> **WHAT IS ASKED**
Copy out the material below, replacing "locate" with "find" wherever it occurs and leaving everything else unchanged. Omit the pictures.

> **TASK DATA**

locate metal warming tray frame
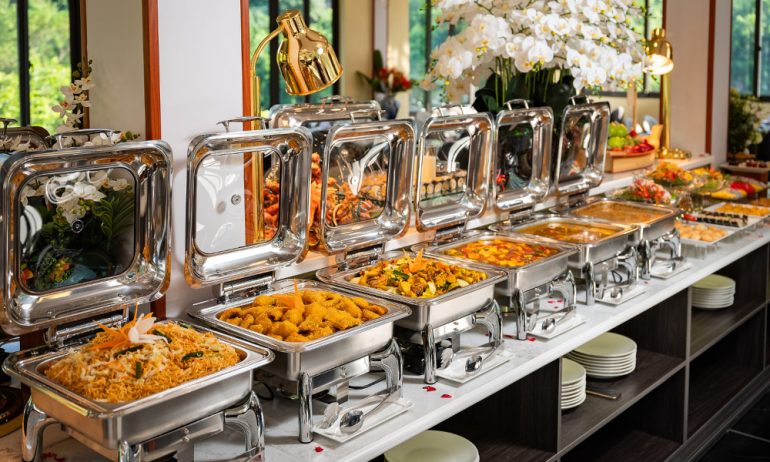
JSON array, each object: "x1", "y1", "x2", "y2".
[
  {"x1": 189, "y1": 280, "x2": 410, "y2": 381},
  {"x1": 490, "y1": 216, "x2": 639, "y2": 268},
  {"x1": 3, "y1": 321, "x2": 273, "y2": 449},
  {"x1": 566, "y1": 197, "x2": 679, "y2": 241},
  {"x1": 425, "y1": 231, "x2": 577, "y2": 295},
  {"x1": 316, "y1": 251, "x2": 504, "y2": 331}
]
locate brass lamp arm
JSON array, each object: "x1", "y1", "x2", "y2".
[{"x1": 249, "y1": 26, "x2": 282, "y2": 116}]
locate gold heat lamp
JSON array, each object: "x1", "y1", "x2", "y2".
[
  {"x1": 644, "y1": 28, "x2": 690, "y2": 159},
  {"x1": 250, "y1": 10, "x2": 342, "y2": 115},
  {"x1": 247, "y1": 10, "x2": 342, "y2": 242}
]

> **EXERCISE SOLUTION**
find metal warming tray frame
JSON array, each object: "x1", "y1", "x2", "y2".
[
  {"x1": 189, "y1": 280, "x2": 410, "y2": 381},
  {"x1": 490, "y1": 216, "x2": 639, "y2": 268},
  {"x1": 3, "y1": 321, "x2": 273, "y2": 449},
  {"x1": 566, "y1": 197, "x2": 679, "y2": 241},
  {"x1": 425, "y1": 231, "x2": 577, "y2": 295},
  {"x1": 316, "y1": 251, "x2": 504, "y2": 331}
]
find brass lamp arm
JSON array, each object: "x1", "y1", "x2", "y2".
[{"x1": 249, "y1": 26, "x2": 282, "y2": 116}]
find gold heat lamp
JSON array, each object: "x1", "y1", "x2", "y2".
[
  {"x1": 644, "y1": 28, "x2": 690, "y2": 159},
  {"x1": 250, "y1": 10, "x2": 342, "y2": 115},
  {"x1": 247, "y1": 10, "x2": 342, "y2": 242}
]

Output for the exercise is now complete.